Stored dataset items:
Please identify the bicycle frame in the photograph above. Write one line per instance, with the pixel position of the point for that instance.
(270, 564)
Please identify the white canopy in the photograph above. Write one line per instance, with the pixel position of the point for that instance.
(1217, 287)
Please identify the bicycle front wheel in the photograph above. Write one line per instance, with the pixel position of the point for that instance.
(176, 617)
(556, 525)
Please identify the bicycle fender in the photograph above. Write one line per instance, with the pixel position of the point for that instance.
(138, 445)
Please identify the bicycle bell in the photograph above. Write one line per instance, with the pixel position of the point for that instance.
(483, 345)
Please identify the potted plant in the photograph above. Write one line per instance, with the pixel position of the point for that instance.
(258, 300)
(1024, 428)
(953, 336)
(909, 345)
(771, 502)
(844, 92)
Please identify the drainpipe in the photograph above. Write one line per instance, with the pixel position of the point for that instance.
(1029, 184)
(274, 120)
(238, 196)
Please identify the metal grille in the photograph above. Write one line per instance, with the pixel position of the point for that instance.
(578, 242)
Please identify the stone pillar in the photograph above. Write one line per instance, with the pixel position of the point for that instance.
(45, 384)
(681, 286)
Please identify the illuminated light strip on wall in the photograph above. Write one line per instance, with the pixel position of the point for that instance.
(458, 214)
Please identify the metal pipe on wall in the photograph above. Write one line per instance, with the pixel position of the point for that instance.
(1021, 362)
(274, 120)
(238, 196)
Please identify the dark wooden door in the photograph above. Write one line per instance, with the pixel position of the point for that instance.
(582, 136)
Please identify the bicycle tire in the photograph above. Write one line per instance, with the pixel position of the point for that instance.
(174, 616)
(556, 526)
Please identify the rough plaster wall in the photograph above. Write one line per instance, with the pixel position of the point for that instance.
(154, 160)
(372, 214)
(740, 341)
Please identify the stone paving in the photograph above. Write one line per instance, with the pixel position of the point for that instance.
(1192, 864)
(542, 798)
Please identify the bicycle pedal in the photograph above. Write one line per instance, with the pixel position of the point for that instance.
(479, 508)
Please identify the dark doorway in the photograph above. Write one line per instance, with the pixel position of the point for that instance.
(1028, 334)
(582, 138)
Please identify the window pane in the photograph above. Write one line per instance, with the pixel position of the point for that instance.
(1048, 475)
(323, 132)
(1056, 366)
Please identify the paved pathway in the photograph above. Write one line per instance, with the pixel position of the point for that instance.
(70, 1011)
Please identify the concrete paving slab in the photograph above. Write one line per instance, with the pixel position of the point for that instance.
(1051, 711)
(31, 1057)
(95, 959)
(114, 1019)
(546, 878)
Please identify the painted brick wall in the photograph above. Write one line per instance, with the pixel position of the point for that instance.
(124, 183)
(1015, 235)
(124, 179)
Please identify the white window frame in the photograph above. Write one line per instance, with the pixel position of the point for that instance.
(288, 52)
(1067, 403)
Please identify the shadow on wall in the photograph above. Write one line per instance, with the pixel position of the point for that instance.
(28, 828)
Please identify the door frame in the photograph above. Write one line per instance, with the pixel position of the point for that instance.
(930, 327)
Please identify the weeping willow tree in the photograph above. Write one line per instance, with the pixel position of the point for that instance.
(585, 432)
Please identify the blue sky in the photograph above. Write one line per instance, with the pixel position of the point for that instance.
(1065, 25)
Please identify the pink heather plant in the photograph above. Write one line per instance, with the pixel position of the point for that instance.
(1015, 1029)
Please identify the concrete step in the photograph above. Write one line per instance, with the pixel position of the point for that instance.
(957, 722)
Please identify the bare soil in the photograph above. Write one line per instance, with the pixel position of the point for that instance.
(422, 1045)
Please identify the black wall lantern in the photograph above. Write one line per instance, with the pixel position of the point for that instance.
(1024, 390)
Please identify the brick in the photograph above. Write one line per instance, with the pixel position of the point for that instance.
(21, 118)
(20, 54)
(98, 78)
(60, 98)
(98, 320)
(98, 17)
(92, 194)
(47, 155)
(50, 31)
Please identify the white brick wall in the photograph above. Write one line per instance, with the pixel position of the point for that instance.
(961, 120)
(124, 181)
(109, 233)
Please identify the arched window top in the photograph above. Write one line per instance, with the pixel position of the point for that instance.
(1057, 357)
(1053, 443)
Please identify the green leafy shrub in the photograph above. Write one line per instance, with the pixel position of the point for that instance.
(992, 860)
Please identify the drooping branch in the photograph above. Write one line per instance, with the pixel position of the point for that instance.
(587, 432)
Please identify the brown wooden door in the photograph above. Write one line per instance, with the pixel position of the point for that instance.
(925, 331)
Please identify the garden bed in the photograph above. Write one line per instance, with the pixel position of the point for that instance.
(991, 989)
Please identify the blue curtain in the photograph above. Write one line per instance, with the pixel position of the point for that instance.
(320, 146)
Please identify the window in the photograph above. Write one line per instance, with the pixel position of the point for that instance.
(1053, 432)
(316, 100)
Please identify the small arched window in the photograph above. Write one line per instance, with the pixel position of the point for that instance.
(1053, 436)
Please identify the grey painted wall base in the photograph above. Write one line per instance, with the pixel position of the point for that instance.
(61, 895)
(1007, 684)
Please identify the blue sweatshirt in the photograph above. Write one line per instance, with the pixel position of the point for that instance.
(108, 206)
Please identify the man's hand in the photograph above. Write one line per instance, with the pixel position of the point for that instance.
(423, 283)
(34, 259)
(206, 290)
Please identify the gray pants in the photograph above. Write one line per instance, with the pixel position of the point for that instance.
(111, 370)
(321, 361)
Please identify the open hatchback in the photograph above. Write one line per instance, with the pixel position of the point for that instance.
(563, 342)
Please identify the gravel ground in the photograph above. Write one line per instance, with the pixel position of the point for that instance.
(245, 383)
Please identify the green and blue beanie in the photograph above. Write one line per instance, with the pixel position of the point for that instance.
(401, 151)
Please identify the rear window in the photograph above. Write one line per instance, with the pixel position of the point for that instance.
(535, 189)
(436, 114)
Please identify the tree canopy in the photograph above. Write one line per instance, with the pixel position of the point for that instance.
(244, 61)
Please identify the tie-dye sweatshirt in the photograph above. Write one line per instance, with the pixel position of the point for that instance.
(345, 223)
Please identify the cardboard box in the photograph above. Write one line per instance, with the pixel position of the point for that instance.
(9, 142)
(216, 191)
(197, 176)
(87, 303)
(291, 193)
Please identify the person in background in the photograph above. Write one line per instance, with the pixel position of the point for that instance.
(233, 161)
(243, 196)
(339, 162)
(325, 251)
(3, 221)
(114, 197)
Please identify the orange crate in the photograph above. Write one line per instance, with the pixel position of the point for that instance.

WORK TASK: Could you repeat every record above exactly as it appears?

RESPONSE FOR THIS EXERCISE:
Please identify the bicycle frame in the photograph above. Write one line per instance, with the pixel position of the point for that instance.
(270, 564)
Please identify the white canopy in the photograph above. Write one line per instance, with the pixel position of the point for that instance.
(1217, 287)
Please identify the bicycle front wheel in the photograph above. Write one line per instance, with the pixel position of the point for that instance.
(176, 617)
(556, 525)
Please identify the bicycle fender in the photograph above. Write one line per instance, with the pixel position of the point for that instance.
(138, 445)
Please identify the bicycle bell in the photograph above. Write one line per instance, with the pixel position of the point for that instance.
(483, 345)
Please identify the potted plant in the photograph above. Write one line per instance, with the pixel position of the point for that instance.
(258, 300)
(1024, 428)
(953, 336)
(909, 345)
(771, 502)
(844, 92)
Please identify the drainpipe in the photograph above. Write one line per instance, with the pixel position of the point for that instance.
(1029, 184)
(274, 120)
(238, 196)
Please identify the metal grille in the photograph above. Write one line per instance, with the pixel position of the point for that instance.
(578, 242)
Please identify the stone pillar in the photograph above. Write one line per instance, with the pixel position of the point for that instance.
(45, 384)
(681, 286)
Please identify the illuminated light strip on wall in the photograph above. Write one line per instance, with the pixel position of the point for that instance.
(458, 214)
Please identify the metal pipe on wall in the photograph above. Write one line per instance, with the pixel position of the point for that instance.
(1021, 362)
(274, 120)
(238, 196)
Please identify the dark wooden door in the photograph above. Write one line per instance, with the pixel position of the point for that instance.
(582, 136)
Please identify the bicycle tire in the photograph above. Write one line per instance, with the pixel position of the point for that instance.
(174, 616)
(556, 526)
Please identify the rough plaster wall in the photograph above. Write one line per instance, with the pixel position of the point for that instance.
(154, 160)
(372, 214)
(740, 341)
Please identify the stone paving in the photograph above. Write one line per instance, with the pixel position of the point for that instance.
(1192, 864)
(542, 798)
Please identify the bicycle pedal in the photograph above. Write one line per instance, with the pixel position of the point for that instance.
(479, 508)
Please identify the dark doorway in the photograph above. Write one line per instance, with the pixel position of the point for that instance.
(1028, 334)
(582, 138)
Please identify the window pane in the photograph above. Write one line per instance, with the pixel position of the point for that instance.
(1048, 475)
(323, 132)
(1056, 366)
Please identify the paved pathway in the photograph above. Write one line per instance, with the pixel position of the point for that instance.
(70, 1011)
Please identify the concrete paving slab in the photograph above. Write one line per instance, with the pixel position of the point for that instance.
(1051, 711)
(31, 1057)
(95, 959)
(114, 1019)
(546, 878)
Please identify the painted brick wall in the photograph above. Write one line per instance, with the pixel position of the point for that instance.
(124, 183)
(1015, 235)
(124, 179)
Please identify the white window frame in the photograph above. Write one line per instance, with the pixel position of the point for that instance.
(288, 52)
(1067, 403)
Please identify the shadow on wall in the photograph above. Write one line per instance, with the pixel position of the point for that instance.
(28, 828)
Please identify the door frame in the photograph above. Write one line per instance, with the pixel position of the point for that instance.
(930, 327)
Please identify the weeping willow tree in the photograph above. Write one line per instance, with the pixel position of the point for that instance.
(585, 432)
Please identify the blue sky in the photograph above. Write one line per instance, with the pixel position of the point for that instance.
(1065, 25)
Please identify the pink heather plant in the photograph above. Write one line per instance, with the pixel position of the point for that instance.
(1015, 1029)
Please identify the concrete step in the photograph above. Write one line per instance, with the pixel position of the point for that instance.
(957, 722)
Please identify the bare soil in the photograph above. Write one line per instance, with the pixel position of the point for that instance.
(422, 1045)
Please identify the black wall lantern in the photograph above. Write one line per instance, with the pixel position of the point for that instance.
(1024, 390)
Please identify the brick in the photograph above. Write one line per instance, with the pixel position of the point for that instance.
(21, 118)
(20, 54)
(98, 78)
(60, 98)
(98, 320)
(98, 17)
(92, 194)
(47, 155)
(50, 31)
Please identify the white brick wall in the photograph above. Write one line per instance, with the pixel position of the point for that instance.
(961, 120)
(124, 181)
(109, 233)
Please identify the arched window top in the photograph above. Write one line per instance, with the pixel position of the point for that instance.
(1057, 357)
(1053, 443)
Please identify the green leafy shrub in the photograph above. Write one line per instance, with the pixel position of the point for that instance.
(992, 860)
Please identify the drooping branch in the photograph above. Write one line per instance, with the pixel position of the point for that instance.
(587, 432)
Please identify the brown wooden door in the photograph above. Write one line per instance, with the pixel position of the point for that instance.
(925, 331)
Please identify the garden bed in the photograph above. Write one line per instance, with the pixel position of the point for that instance.
(991, 989)
Please identify the blue curtain in the photograph above. Write one line per instance, with the pixel position of the point for that instance.
(320, 146)
Please identify the window in the photograph above. Write one line per instance, with the pixel position of the point for that instance.
(1053, 432)
(316, 100)
Please identify the small arched window in the photograph above. Write one line per instance, with the pixel position of the point for that instance.
(1053, 436)
Please identify the grey painted wall base in the photograph above. Write one line per instance, with the pixel position of the point for that instance.
(61, 895)
(1007, 684)
Please identify the blue sweatshirt in the photograph above. Write one line per instance, with the pixel position of the point for that instance.
(108, 206)
Please identify the man's hand in the photograph above. Write one line per instance, with the pixel position of the point for that instance.
(423, 283)
(34, 259)
(206, 290)
Please identify the gray pants in the photograph above. Write one line per instance, with the pixel position of the point for that instance.
(111, 370)
(321, 361)
Please identify the open hatchback in the photograph above. Write one line per instance, with the pixel position of the point for that instance.
(563, 342)
Please identify the gravel ground in the photograph above. Write one line per instance, with the pixel position of the point for that instance.
(245, 383)
Please identify the green and blue beanie in the photograph above. Write one line per instance, with the pixel position of the point for that instance.
(401, 151)
Please identify the rear window in the photograph above. Write one line per instance, with the pixel position of the point for that instance.
(535, 189)
(436, 114)
Please identify the tree canopy in the photograph above. Write one line per instance, with the pixel position of the point for that instance.
(244, 61)
Please identify the tie-dye sweatshirt in the photograph above. Write one line per instance, with the pixel position of the point for that instance.
(345, 223)
Please identify the cardboard box in the photograph above. Write one line per instance, with the pixel position of the point for that instance.
(9, 142)
(216, 191)
(197, 176)
(87, 303)
(291, 193)
Please identify the person in background in the photograph above. Write one line per instance, with the pixel position of the point for that instance.
(233, 161)
(243, 196)
(339, 162)
(325, 251)
(3, 221)
(114, 197)
Please identify the orange crate in the photograph above. Write one line per instance, with the pixel position of the point for that instance.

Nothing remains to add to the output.